[Object pointing dataset rows]
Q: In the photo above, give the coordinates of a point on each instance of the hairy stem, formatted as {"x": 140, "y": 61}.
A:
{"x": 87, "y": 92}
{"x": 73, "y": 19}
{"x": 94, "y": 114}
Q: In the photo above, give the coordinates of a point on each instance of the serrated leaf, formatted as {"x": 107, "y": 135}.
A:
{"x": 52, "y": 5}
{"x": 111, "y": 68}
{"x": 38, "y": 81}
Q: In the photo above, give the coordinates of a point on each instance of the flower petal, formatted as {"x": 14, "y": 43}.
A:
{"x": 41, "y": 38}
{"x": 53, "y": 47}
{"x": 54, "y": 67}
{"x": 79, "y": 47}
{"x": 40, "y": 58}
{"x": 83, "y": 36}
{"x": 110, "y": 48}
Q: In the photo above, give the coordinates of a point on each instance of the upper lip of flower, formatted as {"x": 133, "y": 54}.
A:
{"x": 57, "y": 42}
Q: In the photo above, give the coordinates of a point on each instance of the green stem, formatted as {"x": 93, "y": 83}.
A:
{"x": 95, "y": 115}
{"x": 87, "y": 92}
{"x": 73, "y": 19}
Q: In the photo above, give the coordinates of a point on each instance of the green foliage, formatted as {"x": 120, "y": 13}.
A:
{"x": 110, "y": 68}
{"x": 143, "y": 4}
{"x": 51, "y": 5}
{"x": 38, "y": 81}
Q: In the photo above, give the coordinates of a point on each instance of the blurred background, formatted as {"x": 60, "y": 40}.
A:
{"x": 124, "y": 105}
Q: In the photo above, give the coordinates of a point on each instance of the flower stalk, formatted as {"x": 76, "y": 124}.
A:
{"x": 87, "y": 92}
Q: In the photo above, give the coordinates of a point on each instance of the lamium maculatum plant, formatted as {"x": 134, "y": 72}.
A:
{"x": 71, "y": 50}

▶ [SHORT PROBLEM]: Faithfully reproduce all of the records, character for character.

▶ [SOLUTION FOR THIS EXERCISE]:
Q: In the photo above, give the coordinates of a point on each instance of the hairy stem, formatted as {"x": 140, "y": 61}.
A:
{"x": 87, "y": 92}
{"x": 73, "y": 19}
{"x": 94, "y": 114}
Q: In the photo above, give the coordinates of a point on each instance of the serrated leaf, formatted as {"x": 107, "y": 135}.
A:
{"x": 52, "y": 5}
{"x": 111, "y": 68}
{"x": 38, "y": 81}
Q: In the photo above, give the coordinates of a point on each instance of the flower petal, formatted as {"x": 14, "y": 43}.
A:
{"x": 41, "y": 38}
{"x": 53, "y": 47}
{"x": 54, "y": 67}
{"x": 79, "y": 47}
{"x": 40, "y": 58}
{"x": 83, "y": 36}
{"x": 110, "y": 48}
Q: In the photo above, give the coordinates of a point on each instance of the upper lip of flower, formatted as {"x": 133, "y": 54}.
A:
{"x": 57, "y": 42}
Q: In the photo above, give the coordinates of a point on each instance of the green stem, formatted as {"x": 93, "y": 83}.
A:
{"x": 95, "y": 115}
{"x": 87, "y": 92}
{"x": 73, "y": 19}
Q: In the photo above, give the coordinates of a point on each instance of the green foliage, formatted as {"x": 120, "y": 13}.
A:
{"x": 110, "y": 68}
{"x": 143, "y": 4}
{"x": 51, "y": 5}
{"x": 38, "y": 81}
Q: In the photo above, give the coordinates of a point on each instance of the blurred background, formatted as {"x": 60, "y": 40}.
A:
{"x": 124, "y": 105}
Q: In the photo above, give the coordinates of a point on each instance of the flower stalk, formatted as {"x": 76, "y": 124}.
A:
{"x": 87, "y": 92}
Q: In the photo above, give the coordinates of a point on each instance of the lamium maculatum plant, formatted as {"x": 134, "y": 72}.
A:
{"x": 71, "y": 50}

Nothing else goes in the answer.